**EXTRACT PROVIDED**
== Segment start ==
So, when I looked at this test, my face fell and anxiety set in on a deep and primal level. I knew I had to make a choice and I knew the sooner I made it, the better.

I made a trip to the doctor that day and explained (very tearfully) the situation and my decision – it was not pleasant or easy and I was plagued with fear. Not fear of making the wrong decision, but fear of being judged for my decision – I was afraid of having to explain myself and justify my choice, which is utterly unfair because it’s MY CHOICE and It’s MY BODY.

The doctor was understanding and provided me with a couple of leaflets, once of which included contact details for Marie Stopes.

A couple of days later I had an assessment over the phone and an appointment was made at my nearest clinic. I ended up going twice because it turns out that the first time around I was too early in the pregnancy for a termination (but too far along for the morning after pill – like some sort of purgatory).
== Segment end ==
Natural-language object grounding records:
== Segment start ==
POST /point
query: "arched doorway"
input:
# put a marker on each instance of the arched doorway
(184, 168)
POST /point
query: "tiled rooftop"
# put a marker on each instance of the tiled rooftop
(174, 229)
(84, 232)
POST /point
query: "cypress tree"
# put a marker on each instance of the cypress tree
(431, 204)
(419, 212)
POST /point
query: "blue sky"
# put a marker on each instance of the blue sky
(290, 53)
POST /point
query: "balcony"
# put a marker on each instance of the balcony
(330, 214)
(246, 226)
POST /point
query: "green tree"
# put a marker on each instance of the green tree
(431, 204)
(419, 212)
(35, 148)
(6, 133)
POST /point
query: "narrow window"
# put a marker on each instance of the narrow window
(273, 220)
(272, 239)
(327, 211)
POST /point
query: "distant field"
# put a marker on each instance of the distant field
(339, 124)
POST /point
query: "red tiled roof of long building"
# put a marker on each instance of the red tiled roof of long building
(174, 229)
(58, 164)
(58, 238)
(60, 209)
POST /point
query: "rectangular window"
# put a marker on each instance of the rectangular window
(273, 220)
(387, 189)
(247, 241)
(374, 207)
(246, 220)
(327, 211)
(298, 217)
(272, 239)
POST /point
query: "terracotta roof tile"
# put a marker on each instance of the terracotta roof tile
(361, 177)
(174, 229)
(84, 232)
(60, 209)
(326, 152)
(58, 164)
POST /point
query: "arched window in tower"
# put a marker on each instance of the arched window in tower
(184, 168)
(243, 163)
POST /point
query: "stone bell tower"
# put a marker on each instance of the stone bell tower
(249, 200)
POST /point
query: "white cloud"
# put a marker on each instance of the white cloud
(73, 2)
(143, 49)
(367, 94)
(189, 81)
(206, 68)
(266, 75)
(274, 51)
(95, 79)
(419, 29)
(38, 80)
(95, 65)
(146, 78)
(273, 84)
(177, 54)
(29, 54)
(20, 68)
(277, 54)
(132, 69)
== Segment end ==
== Segment start ==
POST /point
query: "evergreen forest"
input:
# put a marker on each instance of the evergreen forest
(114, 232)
== Segment end ==
== Segment start ==
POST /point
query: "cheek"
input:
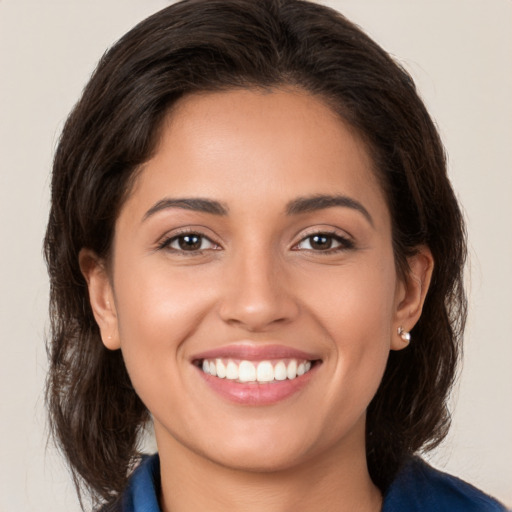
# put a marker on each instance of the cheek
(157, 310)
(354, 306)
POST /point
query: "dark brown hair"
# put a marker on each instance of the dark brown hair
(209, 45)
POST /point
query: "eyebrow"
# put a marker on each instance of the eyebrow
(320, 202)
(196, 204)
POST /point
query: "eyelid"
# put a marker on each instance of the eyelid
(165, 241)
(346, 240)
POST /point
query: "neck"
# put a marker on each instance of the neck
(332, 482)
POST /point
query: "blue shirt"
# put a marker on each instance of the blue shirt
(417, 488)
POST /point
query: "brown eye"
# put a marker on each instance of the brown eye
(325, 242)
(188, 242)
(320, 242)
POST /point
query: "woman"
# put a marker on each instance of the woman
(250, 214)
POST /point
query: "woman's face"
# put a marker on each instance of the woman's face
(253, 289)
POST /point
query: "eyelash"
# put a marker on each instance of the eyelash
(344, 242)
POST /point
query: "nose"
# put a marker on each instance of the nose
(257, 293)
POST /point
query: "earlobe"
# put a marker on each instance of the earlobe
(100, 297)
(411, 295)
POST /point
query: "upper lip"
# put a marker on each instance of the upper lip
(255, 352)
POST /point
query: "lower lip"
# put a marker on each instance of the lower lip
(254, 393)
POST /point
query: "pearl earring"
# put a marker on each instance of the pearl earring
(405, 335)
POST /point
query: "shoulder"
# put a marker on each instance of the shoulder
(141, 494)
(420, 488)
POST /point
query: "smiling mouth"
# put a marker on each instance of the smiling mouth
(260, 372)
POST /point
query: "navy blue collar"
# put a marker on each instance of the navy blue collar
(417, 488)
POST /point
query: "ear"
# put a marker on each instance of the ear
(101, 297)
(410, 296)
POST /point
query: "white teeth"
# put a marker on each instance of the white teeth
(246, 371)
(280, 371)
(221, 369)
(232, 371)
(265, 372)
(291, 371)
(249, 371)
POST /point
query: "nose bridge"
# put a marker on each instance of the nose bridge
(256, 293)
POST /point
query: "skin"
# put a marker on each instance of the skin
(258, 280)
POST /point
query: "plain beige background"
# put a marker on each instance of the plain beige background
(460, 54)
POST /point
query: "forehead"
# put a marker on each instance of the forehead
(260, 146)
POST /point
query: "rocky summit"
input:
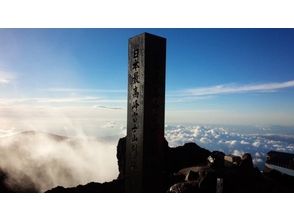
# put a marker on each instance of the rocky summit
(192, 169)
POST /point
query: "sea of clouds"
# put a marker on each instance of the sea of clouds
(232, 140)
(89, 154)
== Segment end ==
**WORK ORDER A**
Reproduce the passage from the personal account starting at "A couple of days" and ending at "sort of purgatory).".
**WORK ORDER B**
Using the personal account, say whether each statement agrees with it (yes or no), and quote the words that decide it:
(i) The writer's main fear was of making the wrong decision.
(ii) The assessment was done over the phone.
(iii) On the first clinic visit, the writer was too far along for a termination.
**WORK ORDER C**
Answer these questions from the personal account:
(i) What happened to the writer's face on looking at the test?
(ii) When did the writer go to the doctor?
(iii) How many times did the writer end up going to the clinic?

**EXPECTED ANSWER A**
A couple of days later I had an assessment over the phone and an appointment was made at my nearest clinic. I ended up going twice because it turns out that the first time around I was too early in the pregnancy for a termination (but too far along for the morning after pill – like some sort of purgatory).

**EXPECTED ANSWER B**
(i) No: "Not fear of making the wrong decision, but fear of being judged for my decision"
(ii) Yes: "I had an assessment over the phone"
(iii) No: "I was too early in the pregnancy for a termination"

**EXPECTED ANSWER C**
(i) It fell.
(ii) That day.
(iii) Twice.